*ASSIGNED TASK*
Repeat exactly, and only, the lines of the entries below from the one with "the form [331,93]." through the one with "the form [410,8].", both ends included.

(GIVEN DATA)

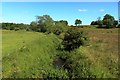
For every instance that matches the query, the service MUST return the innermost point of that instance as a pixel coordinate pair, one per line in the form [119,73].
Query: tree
[33,25]
[78,21]
[115,22]
[45,22]
[59,27]
[108,20]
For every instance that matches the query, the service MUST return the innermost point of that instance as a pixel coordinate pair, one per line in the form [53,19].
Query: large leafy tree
[45,22]
[78,21]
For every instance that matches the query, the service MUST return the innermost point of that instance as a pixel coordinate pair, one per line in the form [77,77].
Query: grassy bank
[31,54]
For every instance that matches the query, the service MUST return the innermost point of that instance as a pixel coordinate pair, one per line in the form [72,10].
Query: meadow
[28,54]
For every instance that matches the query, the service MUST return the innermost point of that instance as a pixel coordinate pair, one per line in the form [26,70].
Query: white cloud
[82,10]
[101,10]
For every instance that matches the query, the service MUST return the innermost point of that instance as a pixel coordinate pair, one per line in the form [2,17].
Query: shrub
[73,39]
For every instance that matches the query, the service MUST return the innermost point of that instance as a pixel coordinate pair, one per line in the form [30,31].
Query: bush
[73,39]
[58,28]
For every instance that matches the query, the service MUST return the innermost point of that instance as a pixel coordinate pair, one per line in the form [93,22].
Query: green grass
[31,54]
[102,52]
[28,54]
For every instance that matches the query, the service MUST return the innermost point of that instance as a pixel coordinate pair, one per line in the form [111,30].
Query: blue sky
[25,12]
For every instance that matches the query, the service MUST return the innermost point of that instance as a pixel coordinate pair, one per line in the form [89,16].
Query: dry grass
[103,49]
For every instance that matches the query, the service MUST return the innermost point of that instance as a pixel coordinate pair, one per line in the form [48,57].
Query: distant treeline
[15,26]
[46,24]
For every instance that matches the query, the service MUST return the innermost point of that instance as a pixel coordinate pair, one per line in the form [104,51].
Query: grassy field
[28,54]
[103,51]
[31,54]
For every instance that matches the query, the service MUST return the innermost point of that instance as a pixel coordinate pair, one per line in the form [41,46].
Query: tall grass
[31,59]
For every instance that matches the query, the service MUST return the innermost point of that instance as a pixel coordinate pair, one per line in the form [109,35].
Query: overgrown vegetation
[56,51]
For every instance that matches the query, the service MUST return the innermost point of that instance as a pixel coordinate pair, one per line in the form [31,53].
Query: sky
[25,12]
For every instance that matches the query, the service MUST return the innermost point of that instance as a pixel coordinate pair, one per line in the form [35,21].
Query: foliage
[73,39]
[59,27]
[13,26]
[108,21]
[78,21]
[45,23]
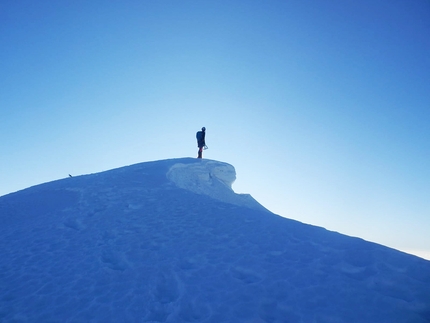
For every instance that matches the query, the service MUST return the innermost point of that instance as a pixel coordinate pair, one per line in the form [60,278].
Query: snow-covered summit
[212,178]
[169,241]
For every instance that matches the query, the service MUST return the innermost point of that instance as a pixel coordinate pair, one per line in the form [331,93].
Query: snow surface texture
[211,178]
[147,243]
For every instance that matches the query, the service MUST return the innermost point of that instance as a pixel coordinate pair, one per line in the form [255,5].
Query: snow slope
[169,241]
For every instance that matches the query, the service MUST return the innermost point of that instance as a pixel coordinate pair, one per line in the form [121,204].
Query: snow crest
[211,178]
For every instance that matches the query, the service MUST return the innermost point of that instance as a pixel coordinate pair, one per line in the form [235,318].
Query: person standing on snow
[201,141]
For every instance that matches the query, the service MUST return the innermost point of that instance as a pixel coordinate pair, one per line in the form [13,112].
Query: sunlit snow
[169,241]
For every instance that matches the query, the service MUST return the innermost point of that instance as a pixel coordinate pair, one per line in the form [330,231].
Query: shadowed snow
[212,178]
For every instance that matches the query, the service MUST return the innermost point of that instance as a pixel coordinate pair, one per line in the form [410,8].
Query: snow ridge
[170,242]
[211,178]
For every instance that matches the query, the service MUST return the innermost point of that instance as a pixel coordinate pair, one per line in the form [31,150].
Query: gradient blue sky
[323,107]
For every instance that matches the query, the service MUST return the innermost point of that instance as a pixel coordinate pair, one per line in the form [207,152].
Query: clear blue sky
[323,107]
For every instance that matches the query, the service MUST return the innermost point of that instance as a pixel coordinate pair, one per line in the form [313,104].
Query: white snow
[211,178]
[169,241]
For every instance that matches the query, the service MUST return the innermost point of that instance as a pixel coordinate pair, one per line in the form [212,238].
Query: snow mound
[211,178]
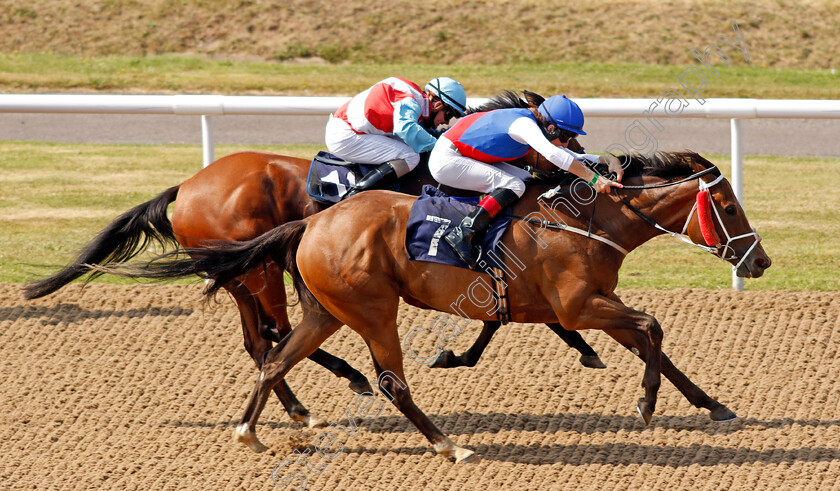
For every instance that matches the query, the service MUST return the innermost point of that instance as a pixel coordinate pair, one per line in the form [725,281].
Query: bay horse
[350,267]
[237,198]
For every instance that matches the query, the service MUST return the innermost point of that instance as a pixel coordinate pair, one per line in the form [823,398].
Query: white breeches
[449,167]
[344,143]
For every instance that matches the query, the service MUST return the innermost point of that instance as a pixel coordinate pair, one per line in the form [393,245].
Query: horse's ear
[532,98]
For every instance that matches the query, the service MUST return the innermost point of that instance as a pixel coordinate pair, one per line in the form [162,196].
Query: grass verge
[195,74]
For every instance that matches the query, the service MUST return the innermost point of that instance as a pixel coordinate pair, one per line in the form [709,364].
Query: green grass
[56,197]
[194,74]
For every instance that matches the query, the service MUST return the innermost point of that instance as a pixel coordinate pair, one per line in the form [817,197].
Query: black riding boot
[384,175]
[460,238]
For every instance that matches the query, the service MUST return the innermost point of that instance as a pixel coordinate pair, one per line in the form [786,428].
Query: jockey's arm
[406,126]
[526,130]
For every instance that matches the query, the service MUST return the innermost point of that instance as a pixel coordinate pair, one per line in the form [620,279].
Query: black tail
[222,261]
[124,238]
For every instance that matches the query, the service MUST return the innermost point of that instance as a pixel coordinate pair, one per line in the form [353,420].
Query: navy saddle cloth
[330,177]
[433,215]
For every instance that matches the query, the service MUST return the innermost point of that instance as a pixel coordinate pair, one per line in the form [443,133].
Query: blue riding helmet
[450,92]
[562,112]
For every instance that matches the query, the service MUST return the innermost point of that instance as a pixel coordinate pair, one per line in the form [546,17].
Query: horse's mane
[504,100]
[665,164]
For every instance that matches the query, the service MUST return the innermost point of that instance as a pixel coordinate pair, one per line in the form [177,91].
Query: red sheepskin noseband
[704,217]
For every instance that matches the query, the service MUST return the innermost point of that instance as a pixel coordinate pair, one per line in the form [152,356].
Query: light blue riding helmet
[562,112]
[450,92]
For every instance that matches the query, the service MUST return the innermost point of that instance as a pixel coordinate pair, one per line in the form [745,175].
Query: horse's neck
[668,207]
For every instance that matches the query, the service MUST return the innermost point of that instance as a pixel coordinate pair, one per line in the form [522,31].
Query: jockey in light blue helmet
[450,92]
[563,113]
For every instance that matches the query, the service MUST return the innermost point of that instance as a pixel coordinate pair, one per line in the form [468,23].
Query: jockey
[388,123]
[472,153]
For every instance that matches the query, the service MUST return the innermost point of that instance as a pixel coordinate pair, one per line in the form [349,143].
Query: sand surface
[139,387]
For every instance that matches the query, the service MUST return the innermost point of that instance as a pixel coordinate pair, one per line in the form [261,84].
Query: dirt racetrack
[139,387]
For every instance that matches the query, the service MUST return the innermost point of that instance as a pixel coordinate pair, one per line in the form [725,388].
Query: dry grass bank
[778,34]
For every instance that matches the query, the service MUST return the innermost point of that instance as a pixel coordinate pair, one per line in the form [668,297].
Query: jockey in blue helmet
[473,153]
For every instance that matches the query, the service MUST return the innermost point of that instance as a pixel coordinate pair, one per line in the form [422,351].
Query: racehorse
[350,267]
[236,198]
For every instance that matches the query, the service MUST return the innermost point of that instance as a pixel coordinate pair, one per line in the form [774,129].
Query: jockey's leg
[449,167]
[392,155]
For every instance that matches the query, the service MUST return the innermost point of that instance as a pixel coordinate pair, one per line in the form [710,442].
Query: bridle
[704,205]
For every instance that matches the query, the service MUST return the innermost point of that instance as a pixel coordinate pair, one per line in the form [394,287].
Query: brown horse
[238,197]
[350,267]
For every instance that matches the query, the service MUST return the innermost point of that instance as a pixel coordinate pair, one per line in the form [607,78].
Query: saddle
[330,178]
[433,215]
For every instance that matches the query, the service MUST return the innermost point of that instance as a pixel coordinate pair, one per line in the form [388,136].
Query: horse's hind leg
[694,394]
[257,347]
[384,345]
[272,302]
[301,342]
[632,329]
[447,359]
[588,357]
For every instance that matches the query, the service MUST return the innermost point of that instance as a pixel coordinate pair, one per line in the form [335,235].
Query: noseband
[704,204]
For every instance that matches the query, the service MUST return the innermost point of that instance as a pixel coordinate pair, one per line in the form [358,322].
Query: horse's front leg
[694,394]
[447,359]
[633,329]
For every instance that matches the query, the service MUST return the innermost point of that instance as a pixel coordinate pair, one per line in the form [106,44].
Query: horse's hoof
[361,386]
[243,435]
[309,420]
[449,449]
[722,413]
[592,361]
[644,411]
[316,422]
[444,359]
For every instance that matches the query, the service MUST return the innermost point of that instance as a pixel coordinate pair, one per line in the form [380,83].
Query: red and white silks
[372,111]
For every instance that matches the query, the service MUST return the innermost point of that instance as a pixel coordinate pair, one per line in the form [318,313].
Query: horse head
[719,221]
[700,200]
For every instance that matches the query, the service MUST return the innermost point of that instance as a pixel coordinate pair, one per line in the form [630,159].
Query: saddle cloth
[330,177]
[433,215]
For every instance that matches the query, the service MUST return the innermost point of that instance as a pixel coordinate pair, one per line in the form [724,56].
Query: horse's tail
[127,236]
[223,261]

(End GIVEN DATA)

*TASK SOLUTION*
For every instance that matches the query, the service MUST return the innermost point of that instance as a pixel coordinate pair, one per line in the form [331,93].
Query: snow surface texture
[211,178]
[147,243]
For every instance that matches the query, the service MUST return the innermost point of that instance as a pixel coordinate pair, one per line in the form [255,5].
Query: snow slope
[169,241]
For every instance that matches the query, the service MUST return the innermost point of that instance as a pixel coordinate pair, one per line in the form [121,204].
Query: snow crest
[211,178]
For every instance that matches the query, the service MUST return the innermost point of that instance as a pixel coordinate pair, one per line in the form [235,318].
Query: person standing on snow
[201,141]
For every instance that matches the query, the service MUST return the innermost point of that instance as a pixel coordinate pair, one per line in the form [13,112].
Query: sunlit snow
[169,241]
For every instance that matches the query, the service MUST return the innermost point of that instance as a pixel coordinate pair, one per line in the form [330,231].
Query: shadowed snow
[212,178]
For every instance that matches the query, the service MUST return the innermost point of that instance as a pixel coordinate pair, one per line in the form [410,8].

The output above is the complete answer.